## Task to complete
Gather from the listing below each line that includes the word "positive", and copy it.
------ Material shown
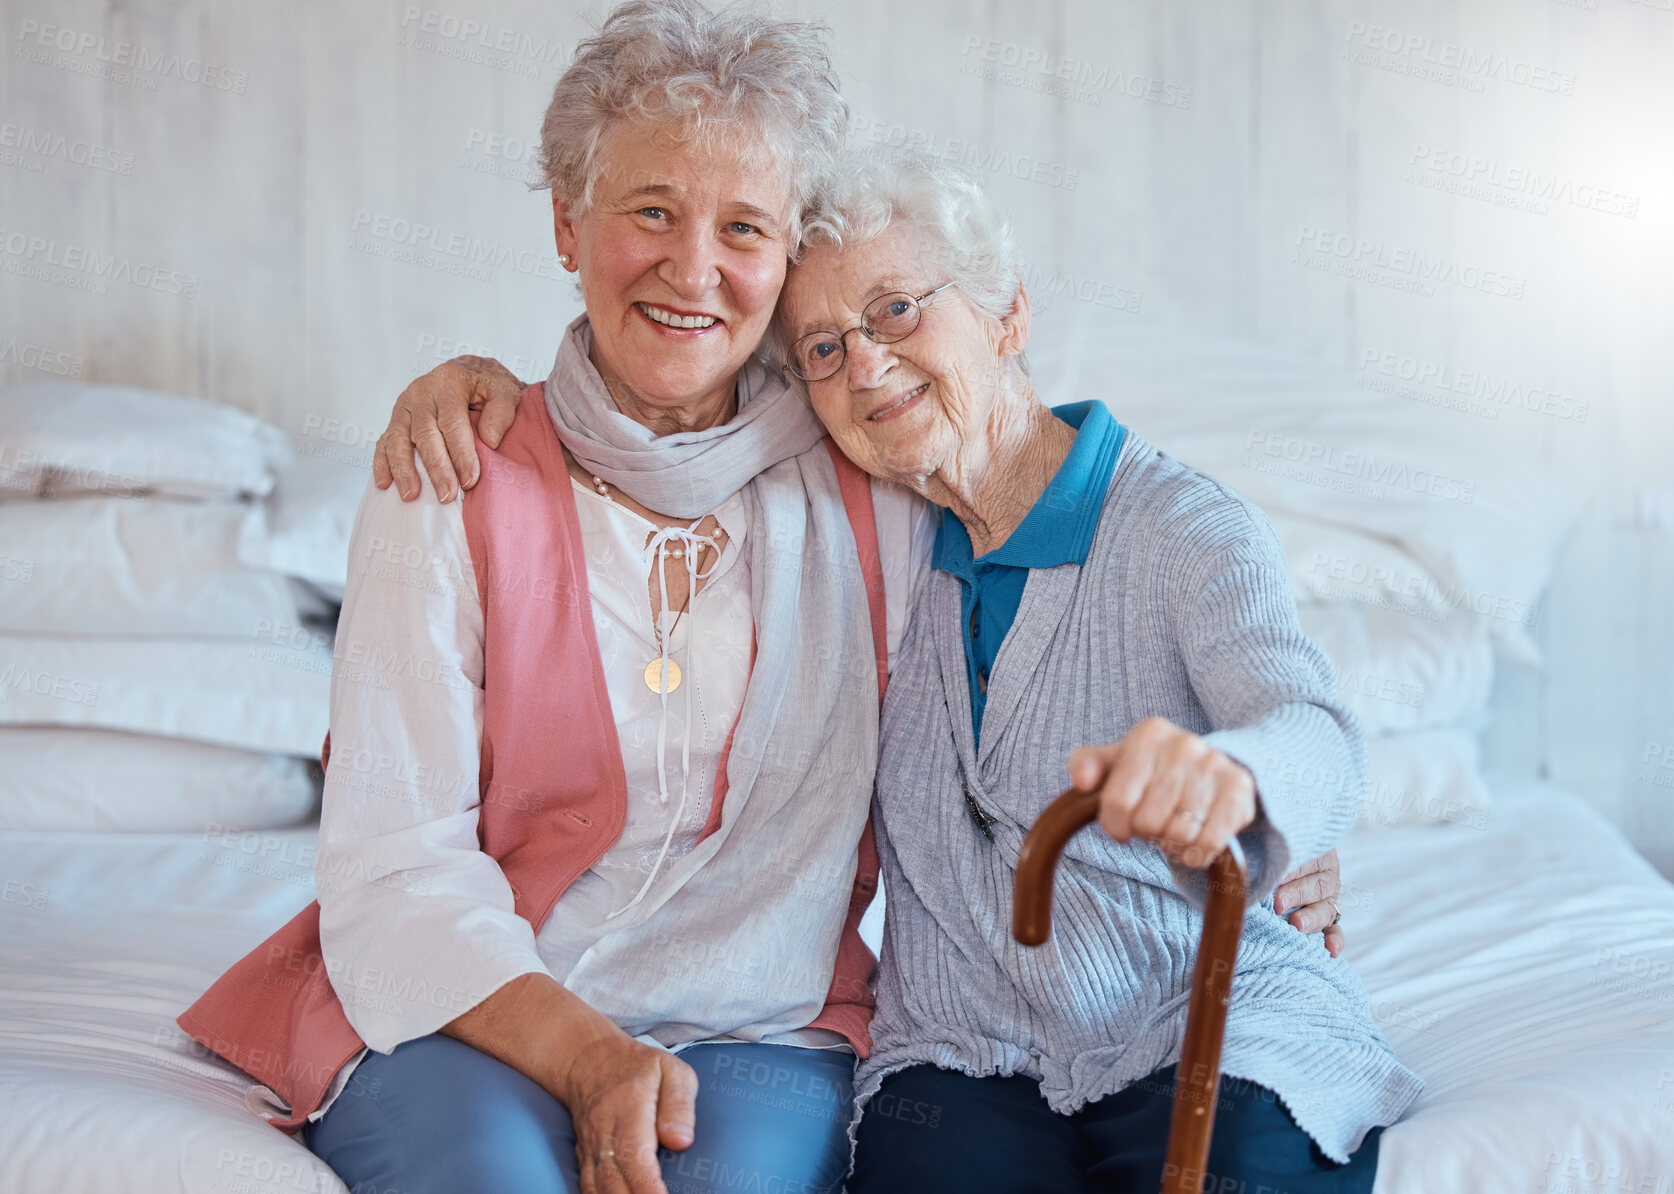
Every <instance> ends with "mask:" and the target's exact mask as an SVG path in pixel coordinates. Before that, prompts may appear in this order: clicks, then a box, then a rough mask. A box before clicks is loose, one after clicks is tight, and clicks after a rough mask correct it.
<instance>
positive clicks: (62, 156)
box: [0, 121, 134, 174]
mask: <svg viewBox="0 0 1674 1194" xmlns="http://www.w3.org/2000/svg"><path fill="white" fill-rule="evenodd" d="M49 161H60V162H69V164H70V166H85V167H87V169H95V171H104V172H109V174H132V172H134V154H129V152H124V151H121V149H110V146H102V144H99V142H97V141H87V139H85V137H67V136H64V134H62V132H47V131H44V129H33V127H30V126H27V124H17V122H12V121H7V122H3V124H0V166H17V167H18V169H25V171H28V172H30V174H42V172H45V167H47V162H49Z"/></svg>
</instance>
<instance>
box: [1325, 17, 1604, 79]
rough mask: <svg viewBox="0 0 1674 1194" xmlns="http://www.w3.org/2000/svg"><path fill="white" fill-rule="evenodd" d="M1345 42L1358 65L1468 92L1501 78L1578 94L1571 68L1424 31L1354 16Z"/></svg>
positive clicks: (1343, 55) (1346, 36)
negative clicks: (1428, 36)
mask: <svg viewBox="0 0 1674 1194" xmlns="http://www.w3.org/2000/svg"><path fill="white" fill-rule="evenodd" d="M1343 40H1344V42H1348V44H1349V45H1348V47H1346V49H1344V52H1343V57H1346V59H1349V60H1351V62H1354V64H1356V65H1361V67H1378V69H1379V70H1389V72H1393V74H1399V75H1410V77H1413V79H1421V80H1423V82H1435V84H1443V85H1446V87H1460V89H1463V90H1470V92H1480V90H1483V84H1487V82H1503V84H1510V85H1513V87H1530V89H1533V90H1542V92H1552V94H1557V95H1574V94H1575V75H1574V74H1569V72H1567V70H1553V69H1552V67H1547V65H1540V64H1537V62H1528V60H1527V59H1518V57H1513V55H1508V54H1495V52H1490V50H1478V49H1475V47H1470V45H1460V44H1458V42H1438V40H1436V39H1433V37H1426V35H1423V33H1403V32H1401V30H1398V28H1388V27H1384V25H1369V23H1366V22H1363V20H1356V22H1349V28H1348V33H1344V39H1343Z"/></svg>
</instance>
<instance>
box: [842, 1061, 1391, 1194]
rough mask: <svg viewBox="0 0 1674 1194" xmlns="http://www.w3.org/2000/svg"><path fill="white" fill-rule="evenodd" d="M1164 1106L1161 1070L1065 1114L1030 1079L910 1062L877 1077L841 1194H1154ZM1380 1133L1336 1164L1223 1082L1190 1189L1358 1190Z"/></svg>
mask: <svg viewBox="0 0 1674 1194" xmlns="http://www.w3.org/2000/svg"><path fill="white" fill-rule="evenodd" d="M1172 1107H1173V1067H1172V1065H1170V1067H1167V1068H1163V1070H1157V1072H1155V1073H1152V1075H1150V1077H1148V1078H1143V1080H1142V1082H1137V1083H1133V1085H1132V1087H1128V1088H1125V1090H1120V1092H1117V1094H1115V1095H1108V1097H1105V1099H1100V1100H1098V1102H1095V1104H1088V1105H1086V1107H1083V1109H1081V1110H1080V1112H1076V1114H1075V1115H1060V1114H1056V1112H1055V1110H1051V1109H1050V1107H1048V1105H1046V1100H1045V1099H1041V1092H1040V1085H1038V1083H1035V1082H1033V1080H1031V1078H1021V1077H1008V1078H998V1077H996V1078H973V1077H968V1075H964V1073H953V1072H949V1070H937V1068H936V1067H932V1065H916V1067H912V1068H911V1070H902V1072H901V1073H894V1075H891V1077H889V1078H886V1080H884V1085H882V1087H881V1088H879V1092H877V1095H874V1097H872V1100H870V1102H869V1104H867V1109H865V1117H864V1119H862V1120H860V1140H859V1152H857V1154H855V1169H854V1177H850V1179H849V1194H896V1192H899V1194H932V1192H936V1191H947V1194H989V1192H991V1194H1071V1192H1073V1194H1081V1192H1088V1194H1091V1192H1093V1191H1098V1192H1100V1194H1103V1192H1112V1194H1115V1192H1120V1194H1155V1192H1157V1189H1158V1187H1160V1186H1162V1169H1163V1154H1165V1150H1167V1147H1168V1115H1170V1112H1172ZM1381 1130H1383V1129H1373V1130H1371V1132H1369V1134H1368V1135H1366V1140H1364V1144H1361V1147H1359V1149H1358V1150H1356V1152H1354V1155H1353V1157H1349V1162H1348V1164H1346V1166H1339V1164H1336V1162H1333V1161H1329V1159H1327V1157H1326V1155H1324V1154H1321V1152H1319V1149H1317V1147H1316V1145H1314V1142H1312V1140H1311V1139H1309V1137H1307V1134H1306V1132H1302V1129H1299V1127H1297V1125H1296V1120H1292V1119H1291V1112H1287V1110H1286V1109H1284V1104H1281V1102H1279V1097H1277V1095H1274V1094H1272V1092H1271V1090H1267V1088H1264V1087H1257V1085H1254V1083H1249V1082H1242V1080H1234V1078H1224V1080H1222V1083H1220V1099H1219V1102H1217V1105H1215V1135H1214V1139H1212V1140H1210V1145H1209V1166H1207V1172H1205V1174H1204V1179H1202V1182H1200V1189H1202V1191H1205V1194H1368V1192H1369V1191H1371V1184H1373V1179H1374V1177H1376V1176H1378V1135H1379V1132H1381Z"/></svg>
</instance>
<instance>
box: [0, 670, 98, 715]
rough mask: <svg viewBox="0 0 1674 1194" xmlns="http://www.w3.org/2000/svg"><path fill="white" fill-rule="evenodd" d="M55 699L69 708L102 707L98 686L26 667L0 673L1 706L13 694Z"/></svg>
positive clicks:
------------
## Answer below
positive clicks: (62, 156)
positive clicks: (1343, 55) (1346, 36)
positive clicks:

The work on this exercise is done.